Exercise material »
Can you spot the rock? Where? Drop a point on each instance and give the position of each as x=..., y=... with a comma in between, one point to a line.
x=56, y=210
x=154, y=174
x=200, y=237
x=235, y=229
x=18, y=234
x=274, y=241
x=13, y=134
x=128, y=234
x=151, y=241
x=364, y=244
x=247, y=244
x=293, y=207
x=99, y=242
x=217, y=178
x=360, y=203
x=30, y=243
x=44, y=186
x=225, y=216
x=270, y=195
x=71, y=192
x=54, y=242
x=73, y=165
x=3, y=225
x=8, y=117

Objective » Extract every line of the listing above, without changing a single character.

Exercise solution »
Can you spot the rock? Where? Drop a point on each instance and give the position of each as x=..., y=... with a comma in between, one point to a line.
x=56, y=210
x=154, y=174
x=200, y=237
x=235, y=229
x=18, y=234
x=274, y=241
x=13, y=134
x=128, y=234
x=151, y=241
x=364, y=244
x=247, y=244
x=293, y=207
x=99, y=242
x=217, y=178
x=360, y=203
x=30, y=243
x=44, y=186
x=225, y=216
x=270, y=195
x=71, y=192
x=54, y=242
x=73, y=165
x=3, y=225
x=8, y=117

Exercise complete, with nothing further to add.